■ Supplied passage:
Wednesday, August 08, 2007

Fetish

Remember when there used to be a thing out there called "the sensible center?" You may have to think about it for a good long time, because it's been a while since something like that existed. Pummeled by those on the left as being "reactionary cretins" and by those on the right as being "liberal wackos," it was eventually beaten to a pulp and left to die, at least in the U.S. Congress.

One example of what we've lost through this process is discussed by James Surowecki in a New Yorker article on the sorry mess that has been made of the idea that college students should be able to get loans to pay for school.

(The) convoluted process is good at making student-loan companies rich—Sallie Mae, the biggest issuer of student loans, earned $1.3 billion last year, with a return on equity that dwarfs most other companies’. But it’s not very good at getting government money to students cheaply and efficiently. President Bush’s 2007 budget shows, for instance, that it’s four times as expensive for the government to subsidize and guarantee private loans as for it to issue those loans itself. In other words, the current system is not just corrupt. It’s also inefficient. So why are we stuck with it?

■ Task details:
Quote the passage on student loans from "Wednesday, August 08, 2007" to "pay for school.", word for word.

■ Supplied information:
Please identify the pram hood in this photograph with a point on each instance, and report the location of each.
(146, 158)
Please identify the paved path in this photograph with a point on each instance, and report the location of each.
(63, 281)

■ Result of the task:
Wednesday, August 08, 2007

Fetish

Remember when there used to be a thing out there called "the sensible center?" You may have to think about it for a good long time, because it's been a while since something like that existed. Pummeled by those on the left as being "reactionary cretins" and by those on the right as being "liberal wackos," it was eventually beaten to a pulp and left to die, at least in the U.S. Congress.

One example of what we've lost through this process is discussed by James Surowecki in a New Yorker article on the sorry mess that has been made of the idea that college students should be able to get loans to pay for school.